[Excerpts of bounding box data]
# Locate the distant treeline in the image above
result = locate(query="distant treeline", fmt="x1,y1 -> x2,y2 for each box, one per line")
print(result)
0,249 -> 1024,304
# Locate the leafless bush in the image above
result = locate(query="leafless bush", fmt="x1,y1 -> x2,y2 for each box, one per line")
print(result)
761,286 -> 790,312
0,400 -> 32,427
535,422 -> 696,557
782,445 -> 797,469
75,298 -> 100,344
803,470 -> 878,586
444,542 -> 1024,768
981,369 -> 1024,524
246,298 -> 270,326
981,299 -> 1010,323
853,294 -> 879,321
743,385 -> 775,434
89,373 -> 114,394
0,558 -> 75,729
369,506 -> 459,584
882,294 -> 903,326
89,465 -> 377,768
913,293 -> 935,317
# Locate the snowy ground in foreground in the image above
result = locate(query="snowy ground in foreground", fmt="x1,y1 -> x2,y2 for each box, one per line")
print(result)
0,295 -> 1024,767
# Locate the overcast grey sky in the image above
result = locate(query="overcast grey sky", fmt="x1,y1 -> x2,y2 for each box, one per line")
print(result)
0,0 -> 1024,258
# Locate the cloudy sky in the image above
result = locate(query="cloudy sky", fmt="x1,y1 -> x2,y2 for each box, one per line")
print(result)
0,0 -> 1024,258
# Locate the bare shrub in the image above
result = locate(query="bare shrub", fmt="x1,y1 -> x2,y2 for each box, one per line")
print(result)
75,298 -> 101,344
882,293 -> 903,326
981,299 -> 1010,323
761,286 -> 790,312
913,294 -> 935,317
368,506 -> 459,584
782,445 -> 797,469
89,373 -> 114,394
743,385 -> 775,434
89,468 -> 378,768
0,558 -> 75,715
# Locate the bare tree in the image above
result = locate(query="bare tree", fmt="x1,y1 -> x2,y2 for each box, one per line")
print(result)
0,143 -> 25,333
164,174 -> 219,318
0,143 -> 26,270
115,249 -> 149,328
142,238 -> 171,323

• REQUEST: Copy all of the data above line for line, with no changes.

• WORKED SOLUTION:
# Locate the distant treeline in the image above
result = locate(query="distant treeline", fmt="x1,y1 -> x2,y2 for each box, one per line")
print(result)
0,249 -> 1024,304
# Locate the leafless bush in the image above
result = locate(query="leafless bush", fmt="x1,y1 -> x2,y2 for each box, one per line")
print(result)
761,286 -> 790,312
0,400 -> 32,427
535,422 -> 696,557
782,445 -> 797,469
75,298 -> 100,344
803,470 -> 878,586
444,542 -> 1024,768
981,369 -> 1024,524
246,298 -> 270,326
981,299 -> 1010,323
853,294 -> 879,321
743,385 -> 775,434
89,373 -> 114,394
0,558 -> 75,729
369,506 -> 459,584
882,294 -> 903,326
89,465 -> 377,768
913,293 -> 935,317
# Locate the snowy ground in foreground in the image above
result = locate(query="snowy ground in foreground", fmt="x1,y1 -> x2,y2 for each box, one per line")
print(result)
0,295 -> 1024,767
# Locate the overcast grey sky in the image above
result = locate(query="overcast grey sky", fmt="x1,y1 -> x2,y2 for each box, one per line")
print(result)
0,0 -> 1024,258
# Locate the cloudy sky in the image above
result = locate(query="cloudy sky", fmt="x1,y1 -> x2,y2 for each box, one per line")
print(result)
0,0 -> 1024,258
# Locate the bare shrub in the image above
result = locate(query="bare shrub", fmt="x1,y1 -> x2,y2 for each box, one per line")
print(result)
75,298 -> 101,344
882,293 -> 903,326
981,299 -> 1010,323
761,286 -> 790,312
913,294 -> 935,317
368,506 -> 459,584
782,445 -> 797,469
89,373 -> 114,394
743,385 -> 775,434
89,468 -> 378,768
0,558 -> 75,715
# Locate the bare tree in the image above
result = locate(query="bare tree", fmt="x1,y1 -> x2,y2 for each box, one per line")
print(result)
0,143 -> 25,333
164,174 -> 219,318
0,143 -> 26,270
115,249 -> 149,328
142,238 -> 171,323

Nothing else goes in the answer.